AIM OF THE EXERCISE: Reproduce the foster care lawsuit summary starting with "The complaint also" and going on through "the next day.", swapping "shift workers" for "rotating staff".

SELECTED EXTRACT:
--*--
An extreme shortage of foster homes in Miami-Dade and Monroe Counties leaves children adrift and at risk of harm as they bounce between numerous families, group homes and institutions while their mental health needs go unmet.
International law firm Baker McKenzie and national non-profit organization Children’s Rights filed H.G. v. Carroll on behalf of the approximately 2,000 children in foster care, as well as all those who will enter foster care, whose cases originate in the “Southern Region.” The lawsuit names as a defendant Florida Department of Children and Families (DCF) Secretary Mike Carroll, and charges that the state has long failed to address this known shortage of foster homes—with dangerous results.
CASE DETAILS
- Venue
- U.S. District Court, Northern District of Florida, Tallahassee Divison
- City
- Tallahassee
- Status
- Monitoring
- Filed
- February 20, 2018
- Focus Areas
- Child Health, Families Together, Government Accountability
According to the complaint, of the children who spent time in Miami-Dade and Monroe County foster care between January 2016 and June 2017, over 400 kids had 10 or more total placements; at least 185 kids lived in 20 or more places; more than 50 children lived at least 50 places; and 27 children were bounced around between 80 and 140 placements during their total time in state care. Extreme instability causes emotional and psychological harm and affects brain development.
The complaint also asserts that since 2013, at any given time there have been at least 30 children under the age of 6 who are housed in emergency shelters and group homes, receiving care from shift workers—an inappropriate practice that runs counter to widely accepted standards. Some older children live in locked psychiatric facilities without clinical need because DCF has nowhere else to put them. Others are housed “night to night”—kept in an agency office until late, then left to sleep wherever a bed exists, only to repeat the same cycle the next day.
--*--
RAW DATA:
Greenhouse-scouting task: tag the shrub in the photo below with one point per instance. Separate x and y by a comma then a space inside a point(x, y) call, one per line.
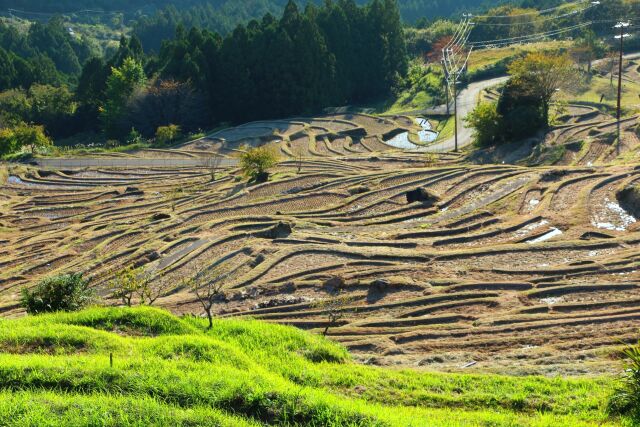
point(254, 162)
point(626, 398)
point(65, 292)
point(486, 123)
point(167, 134)
point(8, 142)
--*--
TASK OUTPUT:
The complaint also asserts that since 2013, at any given time there have been at least 30 children under the age of 6 who are housed in emergency shelters and group homes, receiving care from rotating staff—an inappropriate practice that runs counter to widely accepted standards. Some older children live in locked psychiatric facilities without clinical need because DCF has nowhere else to put them. Others are housed “night to night”—kept in an agency office until late, then left to sleep wherever a bed exists, only to repeat the same cycle the next day.